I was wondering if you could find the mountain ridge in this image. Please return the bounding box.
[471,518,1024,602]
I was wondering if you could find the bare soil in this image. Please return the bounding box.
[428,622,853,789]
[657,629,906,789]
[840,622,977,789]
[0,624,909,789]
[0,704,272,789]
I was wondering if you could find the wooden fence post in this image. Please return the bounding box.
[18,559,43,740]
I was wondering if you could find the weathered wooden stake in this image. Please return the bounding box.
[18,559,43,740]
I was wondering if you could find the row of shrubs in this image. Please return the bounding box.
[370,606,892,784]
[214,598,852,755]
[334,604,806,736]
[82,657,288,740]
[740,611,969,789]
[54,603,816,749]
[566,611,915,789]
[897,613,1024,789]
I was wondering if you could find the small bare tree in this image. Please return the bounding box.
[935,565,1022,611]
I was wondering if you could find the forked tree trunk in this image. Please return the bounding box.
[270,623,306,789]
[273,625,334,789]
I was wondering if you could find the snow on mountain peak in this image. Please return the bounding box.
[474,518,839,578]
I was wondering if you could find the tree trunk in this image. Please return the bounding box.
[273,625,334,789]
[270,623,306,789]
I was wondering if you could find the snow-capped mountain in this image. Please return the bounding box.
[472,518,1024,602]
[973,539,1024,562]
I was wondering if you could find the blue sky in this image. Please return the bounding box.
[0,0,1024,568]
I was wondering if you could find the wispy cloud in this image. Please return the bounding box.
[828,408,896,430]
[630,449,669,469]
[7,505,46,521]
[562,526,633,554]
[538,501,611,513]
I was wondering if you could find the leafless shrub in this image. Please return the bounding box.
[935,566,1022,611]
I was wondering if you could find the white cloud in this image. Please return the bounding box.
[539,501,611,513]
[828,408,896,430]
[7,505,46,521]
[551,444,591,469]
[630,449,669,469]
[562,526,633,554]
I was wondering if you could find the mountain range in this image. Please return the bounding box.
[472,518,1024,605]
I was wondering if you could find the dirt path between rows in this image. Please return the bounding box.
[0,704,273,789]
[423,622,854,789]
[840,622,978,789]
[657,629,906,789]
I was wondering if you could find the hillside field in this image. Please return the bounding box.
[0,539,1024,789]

- [Goal of the exercise]:
Convert all of the data above into a Markdown table with two columns, "Row" for the row number and "Line" for the line, and leave out any blank lines.

- [Worked answer]:
| Row | Line |
|---|---|
| 1 | I was wondering if you could find the mountain ridge in this image. Please return the bounding box. |
| 2 | [471,518,1024,602] |
| 3 | I was wondering if you could find the bare soil in this image. Please return the bounding box. |
| 4 | [428,622,853,789] |
| 5 | [657,629,906,789] |
| 6 | [840,622,977,789] |
| 7 | [0,624,909,789] |
| 8 | [0,704,272,789] |
| 9 | I was wondering if you could find the wooden fence post in this image. Please return the bounding box. |
| 10 | [18,559,43,740] |
| 11 | I was wondering if you could find the weathered wooden stake in this image. Please return the bounding box. |
| 12 | [18,559,43,740] |
| 13 | I was wondering if you could find the row of shrubs in this image. Please return the bounding box. |
| 14 | [370,606,892,784] |
| 15 | [214,598,852,755] |
| 16 | [334,604,806,736] |
| 17 | [82,657,288,740] |
| 18 | [740,611,969,789] |
| 19 | [54,603,816,749] |
| 20 | [566,611,915,789] |
| 21 | [897,613,1024,789] |
| 22 | I was wondering if you could find the small bare tree in this image. Please return the bounding box. |
| 23 | [935,565,1022,611] |
| 24 | I was wondering if you could find the forked tree trunk in this image. Please return the bounding box. |
| 25 | [270,623,306,789] |
| 26 | [273,625,334,789] |
| 27 | I was wondering if you could find the snow on mountain peak in this image. Please return the bounding box. |
| 28 | [474,518,839,578] |
| 29 | I was wondering if you could find the tree trunk in this image. Please return the bounding box. |
| 30 | [273,625,334,789] |
| 31 | [270,623,306,789] |
| 32 | I was wondering if you could find the snow-capped mountain in this image. Please return the bounding box. |
| 33 | [472,518,1024,602] |
| 34 | [973,539,1024,562] |
| 35 | I was wondering if you could find the blue sky in this image. Please return the bounding box. |
| 36 | [0,0,1024,568] |
| 37 | I was wondering if you could find the wispy cloud in this image. Please return the bounding box. |
| 38 | [828,408,896,430] |
| 39 | [630,449,669,469] |
| 40 | [7,505,46,521] |
| 41 | [562,526,633,554] |
| 42 | [538,501,611,513] |
| 43 | I was wondering if you could find the leafless shrub in this image. Please return the bounding box. |
| 44 | [935,566,1022,611] |
| 45 | I was wondering if you could find the white cloud in this image. Please return the bounding box. |
| 46 | [539,501,611,513] |
| 47 | [828,408,896,430] |
| 48 | [7,505,46,521] |
| 49 | [551,444,591,469] |
| 50 | [630,449,669,469] |
| 51 | [562,526,633,554] |
| 52 | I was wondering if you could find the mountain range in this image. Please return the bounding box. |
| 53 | [472,518,1024,605] |
| 54 | I was wondering if you could find the dirt path between rows in this image. Please return the bounding box. |
| 55 | [0,704,273,789] |
| 56 | [423,622,854,789] |
| 57 | [840,622,978,789] |
| 58 | [657,629,906,789] |
| 59 | I was wondering if you could find the hillside field in this image. Please return the bounding box. |
| 60 | [0,539,1024,789] |